**Required work:**
Update the stretch from the line containing "windshield glass, imagine" through the line containing "[(49, 97), (26, 85)]" by replacing every "disc" with "circle" and leaving all other text unchanged. Return only those lines.

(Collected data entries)
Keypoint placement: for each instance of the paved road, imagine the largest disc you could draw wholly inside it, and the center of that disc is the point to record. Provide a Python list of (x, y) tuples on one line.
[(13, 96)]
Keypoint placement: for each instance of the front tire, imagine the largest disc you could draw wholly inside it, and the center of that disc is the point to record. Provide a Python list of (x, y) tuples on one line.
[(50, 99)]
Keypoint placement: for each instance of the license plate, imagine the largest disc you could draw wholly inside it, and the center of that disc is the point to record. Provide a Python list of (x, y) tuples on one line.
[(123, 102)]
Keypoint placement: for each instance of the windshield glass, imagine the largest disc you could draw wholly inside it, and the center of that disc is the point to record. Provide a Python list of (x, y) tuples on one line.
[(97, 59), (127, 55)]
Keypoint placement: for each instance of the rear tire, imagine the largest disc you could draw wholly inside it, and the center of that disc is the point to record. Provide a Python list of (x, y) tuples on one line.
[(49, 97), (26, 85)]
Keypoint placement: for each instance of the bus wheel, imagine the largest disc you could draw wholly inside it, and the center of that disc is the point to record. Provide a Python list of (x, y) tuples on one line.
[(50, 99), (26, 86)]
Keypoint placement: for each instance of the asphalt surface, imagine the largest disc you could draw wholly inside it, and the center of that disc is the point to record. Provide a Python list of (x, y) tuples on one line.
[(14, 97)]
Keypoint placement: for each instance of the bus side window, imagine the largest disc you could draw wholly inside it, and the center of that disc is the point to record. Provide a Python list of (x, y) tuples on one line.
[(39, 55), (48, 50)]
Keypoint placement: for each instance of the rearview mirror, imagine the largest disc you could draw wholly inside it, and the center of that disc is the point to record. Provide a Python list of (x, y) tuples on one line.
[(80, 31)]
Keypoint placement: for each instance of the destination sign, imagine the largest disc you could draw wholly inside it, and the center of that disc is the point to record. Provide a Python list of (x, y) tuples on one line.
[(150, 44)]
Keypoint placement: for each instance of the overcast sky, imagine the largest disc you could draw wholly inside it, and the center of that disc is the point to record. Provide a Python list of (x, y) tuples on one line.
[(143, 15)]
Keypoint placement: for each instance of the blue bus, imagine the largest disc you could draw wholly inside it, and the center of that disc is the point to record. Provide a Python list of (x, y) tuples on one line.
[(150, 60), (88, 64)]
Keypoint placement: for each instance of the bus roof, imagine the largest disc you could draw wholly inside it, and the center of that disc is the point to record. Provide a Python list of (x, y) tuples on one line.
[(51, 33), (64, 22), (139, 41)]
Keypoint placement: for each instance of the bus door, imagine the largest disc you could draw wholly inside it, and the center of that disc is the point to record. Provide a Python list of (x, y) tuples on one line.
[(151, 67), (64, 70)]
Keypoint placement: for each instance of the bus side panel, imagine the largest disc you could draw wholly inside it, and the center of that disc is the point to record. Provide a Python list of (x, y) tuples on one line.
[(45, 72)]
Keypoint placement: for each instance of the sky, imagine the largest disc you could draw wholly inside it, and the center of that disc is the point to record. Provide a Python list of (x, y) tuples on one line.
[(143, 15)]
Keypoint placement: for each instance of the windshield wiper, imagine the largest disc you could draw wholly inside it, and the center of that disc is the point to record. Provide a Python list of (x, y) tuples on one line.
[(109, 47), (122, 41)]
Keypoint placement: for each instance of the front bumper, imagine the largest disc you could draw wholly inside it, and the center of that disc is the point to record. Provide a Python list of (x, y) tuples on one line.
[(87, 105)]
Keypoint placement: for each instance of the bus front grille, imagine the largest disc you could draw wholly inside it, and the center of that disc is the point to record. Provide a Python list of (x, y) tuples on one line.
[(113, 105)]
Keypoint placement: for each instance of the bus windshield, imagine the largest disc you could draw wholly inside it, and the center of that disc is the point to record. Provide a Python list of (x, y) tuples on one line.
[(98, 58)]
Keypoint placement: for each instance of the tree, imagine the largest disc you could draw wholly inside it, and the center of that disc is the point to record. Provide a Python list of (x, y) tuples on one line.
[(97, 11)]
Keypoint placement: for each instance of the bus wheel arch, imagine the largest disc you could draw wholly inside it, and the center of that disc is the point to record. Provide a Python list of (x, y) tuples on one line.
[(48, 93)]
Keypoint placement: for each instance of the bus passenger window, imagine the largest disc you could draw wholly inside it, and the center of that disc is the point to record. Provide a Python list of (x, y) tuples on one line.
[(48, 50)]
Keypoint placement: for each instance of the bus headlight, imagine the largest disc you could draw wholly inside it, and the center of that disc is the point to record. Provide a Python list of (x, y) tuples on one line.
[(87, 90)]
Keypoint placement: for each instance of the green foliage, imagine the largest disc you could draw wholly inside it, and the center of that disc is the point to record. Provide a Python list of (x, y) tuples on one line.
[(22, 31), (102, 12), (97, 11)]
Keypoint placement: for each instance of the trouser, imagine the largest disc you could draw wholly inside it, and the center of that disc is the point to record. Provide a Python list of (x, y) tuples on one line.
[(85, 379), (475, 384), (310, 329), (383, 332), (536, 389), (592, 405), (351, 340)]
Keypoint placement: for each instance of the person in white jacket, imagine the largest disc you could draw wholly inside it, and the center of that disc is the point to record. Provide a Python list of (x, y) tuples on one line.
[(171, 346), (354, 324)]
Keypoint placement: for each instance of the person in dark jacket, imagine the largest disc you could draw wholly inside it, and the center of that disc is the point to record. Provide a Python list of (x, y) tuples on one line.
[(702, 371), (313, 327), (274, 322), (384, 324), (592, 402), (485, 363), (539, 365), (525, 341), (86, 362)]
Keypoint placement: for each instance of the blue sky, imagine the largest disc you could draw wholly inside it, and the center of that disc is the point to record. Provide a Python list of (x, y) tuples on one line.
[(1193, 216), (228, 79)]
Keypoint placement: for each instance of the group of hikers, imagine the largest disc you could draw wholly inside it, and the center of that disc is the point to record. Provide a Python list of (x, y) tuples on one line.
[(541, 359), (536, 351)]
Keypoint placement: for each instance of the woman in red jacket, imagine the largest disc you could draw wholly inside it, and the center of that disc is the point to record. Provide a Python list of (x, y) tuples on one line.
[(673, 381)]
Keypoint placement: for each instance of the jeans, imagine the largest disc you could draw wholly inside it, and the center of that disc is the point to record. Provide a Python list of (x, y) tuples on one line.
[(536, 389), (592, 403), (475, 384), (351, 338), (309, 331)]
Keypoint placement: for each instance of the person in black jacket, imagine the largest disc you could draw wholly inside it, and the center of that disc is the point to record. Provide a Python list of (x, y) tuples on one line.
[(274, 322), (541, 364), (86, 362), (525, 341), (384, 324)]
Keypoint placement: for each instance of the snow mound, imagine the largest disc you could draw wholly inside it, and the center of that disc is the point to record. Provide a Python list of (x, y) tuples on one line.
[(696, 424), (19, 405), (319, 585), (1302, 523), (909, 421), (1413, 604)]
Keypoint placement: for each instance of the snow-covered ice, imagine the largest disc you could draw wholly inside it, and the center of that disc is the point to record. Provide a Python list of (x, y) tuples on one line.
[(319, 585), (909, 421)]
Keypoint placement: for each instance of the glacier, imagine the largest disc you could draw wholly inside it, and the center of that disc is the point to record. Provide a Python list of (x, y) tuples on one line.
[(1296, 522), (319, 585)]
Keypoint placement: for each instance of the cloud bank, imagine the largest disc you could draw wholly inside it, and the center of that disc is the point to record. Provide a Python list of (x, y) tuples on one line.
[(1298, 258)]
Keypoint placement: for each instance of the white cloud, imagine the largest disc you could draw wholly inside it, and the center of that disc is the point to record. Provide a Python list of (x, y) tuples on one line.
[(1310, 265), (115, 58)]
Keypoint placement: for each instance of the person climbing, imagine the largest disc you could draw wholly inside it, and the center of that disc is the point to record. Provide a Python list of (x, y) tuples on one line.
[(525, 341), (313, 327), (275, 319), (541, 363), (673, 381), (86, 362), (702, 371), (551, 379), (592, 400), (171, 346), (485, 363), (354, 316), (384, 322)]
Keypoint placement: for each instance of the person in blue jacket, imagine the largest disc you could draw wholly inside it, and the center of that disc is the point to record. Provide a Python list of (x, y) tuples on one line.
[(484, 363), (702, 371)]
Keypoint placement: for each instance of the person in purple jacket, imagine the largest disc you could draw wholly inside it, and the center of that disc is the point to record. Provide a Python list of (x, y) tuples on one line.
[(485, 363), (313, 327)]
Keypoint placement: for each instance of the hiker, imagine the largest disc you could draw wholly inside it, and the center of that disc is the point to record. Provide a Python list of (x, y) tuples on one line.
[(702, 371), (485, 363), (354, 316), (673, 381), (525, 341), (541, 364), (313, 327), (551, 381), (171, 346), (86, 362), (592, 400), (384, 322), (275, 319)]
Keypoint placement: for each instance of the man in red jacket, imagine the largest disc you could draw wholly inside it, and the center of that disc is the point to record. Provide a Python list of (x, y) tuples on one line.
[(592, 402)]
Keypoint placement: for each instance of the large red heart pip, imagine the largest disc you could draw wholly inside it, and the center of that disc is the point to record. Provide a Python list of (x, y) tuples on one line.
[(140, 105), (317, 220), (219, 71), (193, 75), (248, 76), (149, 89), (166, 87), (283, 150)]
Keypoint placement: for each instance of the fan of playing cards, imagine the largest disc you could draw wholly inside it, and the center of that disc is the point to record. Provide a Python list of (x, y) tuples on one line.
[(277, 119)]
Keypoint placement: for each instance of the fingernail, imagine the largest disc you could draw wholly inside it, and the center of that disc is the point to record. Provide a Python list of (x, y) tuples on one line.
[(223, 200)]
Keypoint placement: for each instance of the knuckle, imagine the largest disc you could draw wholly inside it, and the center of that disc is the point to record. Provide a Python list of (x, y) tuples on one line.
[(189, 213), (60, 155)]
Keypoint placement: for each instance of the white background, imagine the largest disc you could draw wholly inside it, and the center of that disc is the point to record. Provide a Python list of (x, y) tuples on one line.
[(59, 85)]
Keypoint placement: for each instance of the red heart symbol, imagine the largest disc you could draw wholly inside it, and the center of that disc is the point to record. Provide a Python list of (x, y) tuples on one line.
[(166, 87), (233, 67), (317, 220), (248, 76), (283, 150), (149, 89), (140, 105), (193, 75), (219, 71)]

**Finished answer:**
Keypoint placement: for each instance of the windshield glass, imagine the largest circle you could draw wholly inside it, and the center of that circle is the point to record. Provide a Python list of (x, y) tuples on one line.
[(97, 59), (127, 55)]
Keypoint placement: for each instance of the rear tire, imagine the largest circle you could draw wholly inside it, and the center of that circle is the point to record. Provide a Python list of (x, y) tuples on one line.
[(49, 97), (26, 85)]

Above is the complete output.